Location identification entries
:::
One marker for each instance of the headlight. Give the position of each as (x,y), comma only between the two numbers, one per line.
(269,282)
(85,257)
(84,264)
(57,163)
:::
Rewrite the items above, changing "headlight" to "taillight" and leaving everything else unchanged.

One marker for each instance of the taillight. Give the position of each as (x,y), comma only between the two numbers, one per line.
(269,282)
(85,257)
(84,264)
(57,163)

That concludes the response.